## [Aim of the exercise]
Copy the records below exactly as they appear.

Source data
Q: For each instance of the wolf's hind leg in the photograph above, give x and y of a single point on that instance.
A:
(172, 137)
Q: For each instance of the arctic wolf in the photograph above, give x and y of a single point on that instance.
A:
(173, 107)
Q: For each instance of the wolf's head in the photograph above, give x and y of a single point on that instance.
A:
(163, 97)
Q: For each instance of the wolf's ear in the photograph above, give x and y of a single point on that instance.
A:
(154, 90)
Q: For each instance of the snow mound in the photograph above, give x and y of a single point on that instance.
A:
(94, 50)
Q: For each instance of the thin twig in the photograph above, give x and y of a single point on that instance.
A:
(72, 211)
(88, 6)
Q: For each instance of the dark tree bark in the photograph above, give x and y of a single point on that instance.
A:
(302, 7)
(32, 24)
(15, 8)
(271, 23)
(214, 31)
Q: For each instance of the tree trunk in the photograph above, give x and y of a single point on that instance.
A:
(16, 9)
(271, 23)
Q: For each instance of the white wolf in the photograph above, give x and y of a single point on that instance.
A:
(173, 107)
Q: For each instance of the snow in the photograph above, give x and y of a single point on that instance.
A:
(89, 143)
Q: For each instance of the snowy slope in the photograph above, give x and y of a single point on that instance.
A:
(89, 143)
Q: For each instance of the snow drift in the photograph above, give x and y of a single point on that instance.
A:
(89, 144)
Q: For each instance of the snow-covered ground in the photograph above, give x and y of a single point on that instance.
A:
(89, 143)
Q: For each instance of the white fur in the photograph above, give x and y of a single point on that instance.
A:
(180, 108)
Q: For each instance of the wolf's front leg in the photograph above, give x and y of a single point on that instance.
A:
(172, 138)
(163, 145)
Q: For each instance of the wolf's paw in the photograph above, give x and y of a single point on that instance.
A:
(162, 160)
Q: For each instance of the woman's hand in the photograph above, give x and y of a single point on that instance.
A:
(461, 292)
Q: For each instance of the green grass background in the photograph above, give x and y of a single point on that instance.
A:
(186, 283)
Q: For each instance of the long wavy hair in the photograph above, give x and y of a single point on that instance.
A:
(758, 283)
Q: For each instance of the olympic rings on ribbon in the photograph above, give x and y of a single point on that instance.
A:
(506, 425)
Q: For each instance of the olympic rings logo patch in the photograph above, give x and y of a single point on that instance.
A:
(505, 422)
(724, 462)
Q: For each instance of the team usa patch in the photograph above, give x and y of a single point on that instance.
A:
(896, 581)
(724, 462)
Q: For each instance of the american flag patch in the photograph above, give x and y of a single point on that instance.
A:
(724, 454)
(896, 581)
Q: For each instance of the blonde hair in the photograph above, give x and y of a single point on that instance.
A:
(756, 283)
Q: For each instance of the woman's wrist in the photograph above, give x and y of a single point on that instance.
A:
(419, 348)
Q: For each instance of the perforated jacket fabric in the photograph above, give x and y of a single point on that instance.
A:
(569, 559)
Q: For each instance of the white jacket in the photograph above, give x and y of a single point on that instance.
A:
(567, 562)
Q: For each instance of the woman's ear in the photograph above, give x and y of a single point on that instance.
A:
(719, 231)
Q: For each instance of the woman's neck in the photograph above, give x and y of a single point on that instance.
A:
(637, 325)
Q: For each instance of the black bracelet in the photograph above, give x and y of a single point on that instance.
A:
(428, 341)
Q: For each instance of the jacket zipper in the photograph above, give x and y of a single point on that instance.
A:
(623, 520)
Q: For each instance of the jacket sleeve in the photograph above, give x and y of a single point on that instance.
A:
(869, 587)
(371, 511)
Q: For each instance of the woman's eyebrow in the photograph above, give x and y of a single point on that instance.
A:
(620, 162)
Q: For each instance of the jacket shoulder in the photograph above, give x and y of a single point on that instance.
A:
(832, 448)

## [Solution to the problem]
Q: For each instance of the wolf's hind leg in the photograph above, give x and y of a single point on that instance.
A:
(172, 137)
Q: For each instance of the arctic wolf in the photograph above, give x and y of a single point on that instance.
A:
(173, 107)
Q: For each instance of the wolf's head in the photograph above, give x and y of a single point on that instance.
A:
(163, 97)
Q: For each instance of the wolf's ear in the photograph above, give x and y of a single point on that instance.
A:
(154, 90)
Q: For each instance of the snow mound in the photograph above, give x and y of a single point on that instance.
A:
(94, 50)
Q: For each instance of the thin twig in the photograph above, give x and y of a single point on that instance.
A:
(72, 211)
(88, 6)
Q: For each instance of the dark tree bark in the photograph above, give x and y of a single point on that instance.
A:
(302, 7)
(32, 24)
(15, 8)
(271, 23)
(214, 31)
Q: For each instance of the tree trunk in the photograph above, give x and y of a single point on that instance.
A:
(16, 9)
(271, 23)
Q: For each instance of the white wolf in the photograph above, give x and y of a single point on that instance.
A:
(173, 107)
Q: For each instance of the snow in the photograph above, give x and y of a single point on that instance.
A:
(89, 143)
Q: For each instance of the snowy slope in the photograph above, give x and y of a single point on that instance.
A:
(89, 143)
Q: For each instance of the snow drift in the photograph above, give x and y of a single point on that instance.
A:
(89, 144)
Q: For each instance of the snow-covered ground in the photograph above, give x and y of a single point on that instance.
A:
(89, 143)
Q: For each instance of the white fur in the photograph above, give x and y of a single point on that instance.
A:
(180, 108)
Q: For each instance of the wolf's front leg in the photograph above, give x and y of a single point on that instance.
A:
(172, 138)
(163, 145)
Q: For each instance of the wolf's paw in the photograph above, give x and y of a single point on that instance.
A:
(162, 160)
Q: For each instance of the woman's hand in the photograph above, give x and y of a single point on that instance.
A:
(461, 292)
Q: For each instance of the green grass background in the photograph above, give x and y of a single point on that instance.
A:
(186, 283)
Q: For each instance of the long wavy hair in the photograph above, give x and y of a single point on that instance.
A:
(758, 283)
Q: For each instance of the olympic rings on ribbon in the photograph above, give x and y of a single point on that instance.
A:
(506, 425)
Q: For each instance of the olympic rings logo patch in the photograph above, give x and y of a single point on that instance.
A:
(505, 422)
(724, 462)
Q: For each instance of the team usa patch in the photograph above, give x and y of a single point on that instance.
A:
(896, 581)
(724, 462)
Q: For each instance of the american flag patch in the photograph above, give x and y of a single point on that instance.
A:
(724, 454)
(896, 581)
Q: For each instance of the blonde hair in the photograph above, give x and y of a single point on that instance.
A:
(756, 283)
Q: For each instance of the woman's wrist in the photograph above, give x and y of a single point on that instance.
A:
(419, 348)
Q: For each instance of the perforated jacket fabric in the photograph above, give x and y of a single point on that instance.
A:
(569, 559)
Q: For each instance of the white jacket in the photograph above, give x and y of a single point on that instance.
A:
(567, 562)
Q: For each instance of the woman's ear in the photograph above, give x and y of a single point on that instance.
A:
(719, 231)
Q: For each instance of the woman's neck in the photograph above, give x and y of a single point on that instance.
A:
(637, 325)
Q: For each instance of the black bracelet in the photograph above, give x and y of a single point on that instance.
A:
(428, 341)
Q: For each instance of the jacket zipper in the photograph above, give x and y of a single point on that instance.
A:
(623, 520)
Q: For each instance of the jacket sleeve in the photograph above, give x and y of a single point on that instance.
A:
(869, 587)
(371, 511)
Q: For each instance of the woman's eyebrow in the photograph above, give x and y of a single point on that instance.
A:
(620, 162)
Q: For each instance of the jacket shoulder in the photograph above, give x and y of a single point on that instance.
A:
(832, 448)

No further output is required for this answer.